GOAL OF THE EXERCISE:
Reproduce everything from the line containing "Task: point out the black" down to the line containing "point(1147, 790)", requests included, multiplying each point coordinate in the answers by 0.95 and rounding to whole numbers, with halves rounded up. Leave the numbers in the requests unchanged, and omit the pictures.

+ + + + + + +

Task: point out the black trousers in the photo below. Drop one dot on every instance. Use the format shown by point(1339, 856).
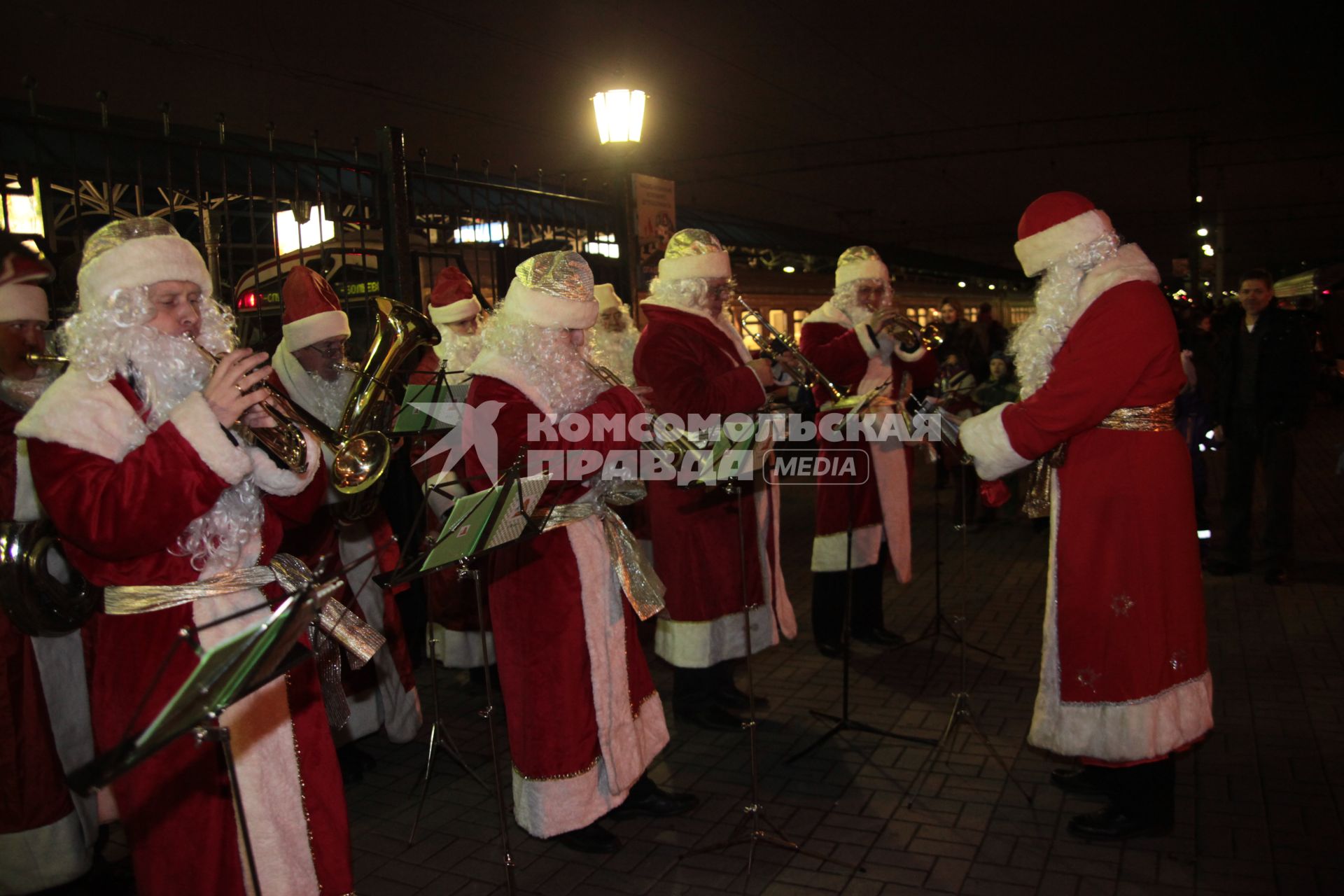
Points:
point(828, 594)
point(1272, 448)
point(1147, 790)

+ + + + + + +

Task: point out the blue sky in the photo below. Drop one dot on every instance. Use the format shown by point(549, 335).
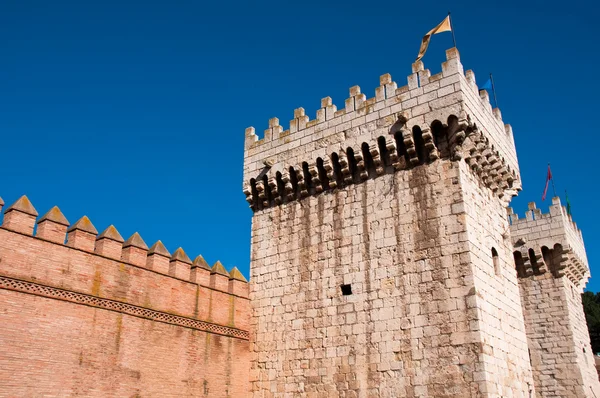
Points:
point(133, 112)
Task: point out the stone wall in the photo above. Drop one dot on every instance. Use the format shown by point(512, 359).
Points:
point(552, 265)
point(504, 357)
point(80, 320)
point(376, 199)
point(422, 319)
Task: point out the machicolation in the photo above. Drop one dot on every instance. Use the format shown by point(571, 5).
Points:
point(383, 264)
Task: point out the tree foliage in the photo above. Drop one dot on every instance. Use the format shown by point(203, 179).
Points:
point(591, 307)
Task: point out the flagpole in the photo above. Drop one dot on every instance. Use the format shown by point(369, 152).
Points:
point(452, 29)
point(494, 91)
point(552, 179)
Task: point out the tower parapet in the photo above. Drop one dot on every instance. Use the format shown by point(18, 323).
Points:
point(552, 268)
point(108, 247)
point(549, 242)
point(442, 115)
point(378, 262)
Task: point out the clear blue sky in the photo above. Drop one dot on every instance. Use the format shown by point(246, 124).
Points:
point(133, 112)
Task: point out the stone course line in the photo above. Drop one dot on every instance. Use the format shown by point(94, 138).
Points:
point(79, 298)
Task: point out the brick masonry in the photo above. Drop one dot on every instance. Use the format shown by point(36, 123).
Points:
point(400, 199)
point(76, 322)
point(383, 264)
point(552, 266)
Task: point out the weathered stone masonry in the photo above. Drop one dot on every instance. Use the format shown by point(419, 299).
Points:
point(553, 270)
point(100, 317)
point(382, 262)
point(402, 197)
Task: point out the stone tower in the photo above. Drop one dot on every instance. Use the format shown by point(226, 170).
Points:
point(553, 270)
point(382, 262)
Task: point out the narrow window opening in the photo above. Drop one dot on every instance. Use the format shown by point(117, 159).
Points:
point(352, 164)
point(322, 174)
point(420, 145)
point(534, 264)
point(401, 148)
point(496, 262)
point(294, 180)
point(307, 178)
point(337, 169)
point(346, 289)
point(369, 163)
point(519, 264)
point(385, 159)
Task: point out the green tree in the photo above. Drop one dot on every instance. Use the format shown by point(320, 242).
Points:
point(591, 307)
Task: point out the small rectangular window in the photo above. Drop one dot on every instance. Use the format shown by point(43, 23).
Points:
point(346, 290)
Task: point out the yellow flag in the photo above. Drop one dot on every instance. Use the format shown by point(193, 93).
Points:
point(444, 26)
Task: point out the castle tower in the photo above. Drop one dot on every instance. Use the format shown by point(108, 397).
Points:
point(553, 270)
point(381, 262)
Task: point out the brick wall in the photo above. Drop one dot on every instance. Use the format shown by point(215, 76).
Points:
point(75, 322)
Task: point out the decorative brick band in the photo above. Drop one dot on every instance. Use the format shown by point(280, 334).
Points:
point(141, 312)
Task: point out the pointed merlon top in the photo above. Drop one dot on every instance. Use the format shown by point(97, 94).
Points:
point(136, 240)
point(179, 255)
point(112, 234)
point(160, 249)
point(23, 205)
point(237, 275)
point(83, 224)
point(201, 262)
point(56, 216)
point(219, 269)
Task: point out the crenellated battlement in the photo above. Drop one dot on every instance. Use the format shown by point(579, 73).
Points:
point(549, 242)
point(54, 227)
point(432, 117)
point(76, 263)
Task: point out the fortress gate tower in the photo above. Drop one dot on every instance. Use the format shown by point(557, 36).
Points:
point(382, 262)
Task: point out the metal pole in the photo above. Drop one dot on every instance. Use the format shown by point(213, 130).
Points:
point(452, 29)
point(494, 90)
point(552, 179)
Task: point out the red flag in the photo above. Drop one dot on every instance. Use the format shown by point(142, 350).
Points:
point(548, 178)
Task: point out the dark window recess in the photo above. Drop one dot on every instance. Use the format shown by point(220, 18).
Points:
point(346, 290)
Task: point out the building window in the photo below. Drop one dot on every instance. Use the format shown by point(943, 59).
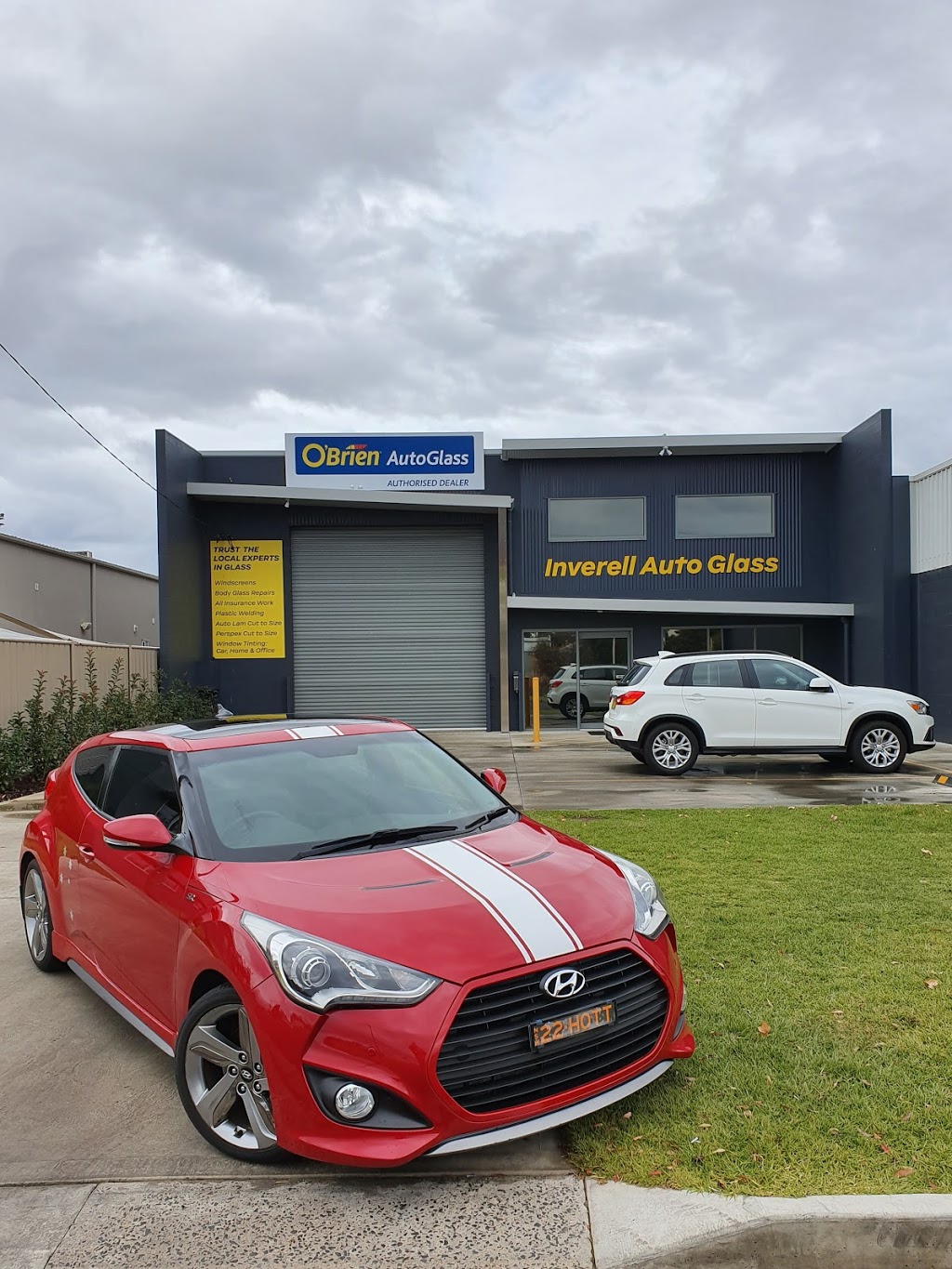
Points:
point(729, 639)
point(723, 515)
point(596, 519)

+ + + + + + +

THE ANSWER:
Task: point out the black trousers in the photo below. Drop one dot on every instance. Use the format shown by point(1339, 856).
Points:
point(787, 564)
point(1208, 426)
point(1090, 751)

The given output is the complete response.